§ TO DO
Below are several records. Retype exactly those lines running from the one with "Target = blurred green foliage" through the one with "Put a pin on every instance of the branch", end lines included, and no others.

[DATA SHOWN Boundary: Start]

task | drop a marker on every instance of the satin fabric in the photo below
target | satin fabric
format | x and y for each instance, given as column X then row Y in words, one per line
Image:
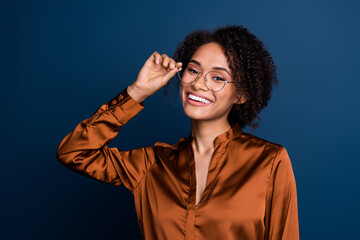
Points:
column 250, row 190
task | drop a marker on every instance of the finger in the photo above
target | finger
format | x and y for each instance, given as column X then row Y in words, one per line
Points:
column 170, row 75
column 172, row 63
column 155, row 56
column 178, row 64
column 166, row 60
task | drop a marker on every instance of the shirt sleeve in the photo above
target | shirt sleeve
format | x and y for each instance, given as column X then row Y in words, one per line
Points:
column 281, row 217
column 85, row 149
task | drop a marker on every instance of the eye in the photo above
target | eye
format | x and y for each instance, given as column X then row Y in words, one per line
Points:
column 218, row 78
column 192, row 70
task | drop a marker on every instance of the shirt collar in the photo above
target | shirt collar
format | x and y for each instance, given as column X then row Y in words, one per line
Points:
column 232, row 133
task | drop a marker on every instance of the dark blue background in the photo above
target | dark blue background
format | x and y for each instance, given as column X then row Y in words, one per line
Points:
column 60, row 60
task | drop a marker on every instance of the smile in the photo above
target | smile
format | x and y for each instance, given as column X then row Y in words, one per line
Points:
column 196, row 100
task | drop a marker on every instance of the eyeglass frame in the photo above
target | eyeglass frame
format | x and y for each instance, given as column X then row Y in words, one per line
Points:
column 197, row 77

[DATA SHOWN Boundary: End]
[DATA SHOWN Boundary: Start]

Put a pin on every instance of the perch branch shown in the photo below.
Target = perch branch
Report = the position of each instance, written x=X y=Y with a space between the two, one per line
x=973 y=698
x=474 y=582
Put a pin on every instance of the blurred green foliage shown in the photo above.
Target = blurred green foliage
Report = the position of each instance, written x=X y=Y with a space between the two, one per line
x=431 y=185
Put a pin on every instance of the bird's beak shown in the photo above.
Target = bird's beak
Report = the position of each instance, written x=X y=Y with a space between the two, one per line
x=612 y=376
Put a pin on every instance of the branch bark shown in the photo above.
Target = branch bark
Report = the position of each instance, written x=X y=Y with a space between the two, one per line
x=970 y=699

[DATA SHOWN Boundary: End]

§ WRITTEN RESPONSE
Target = blurred green foliage
Report = the position of each instance, written x=X y=Y with a space between the two, one per line
x=431 y=185
Put a pin on every instance of the bird's beak shown in the photo above.
Target = bird's beak
Report = the position of each instance, written x=X y=Y with a space between the two, one per line
x=612 y=376
Put a pin on every instance of the branch bark shown in the photo above.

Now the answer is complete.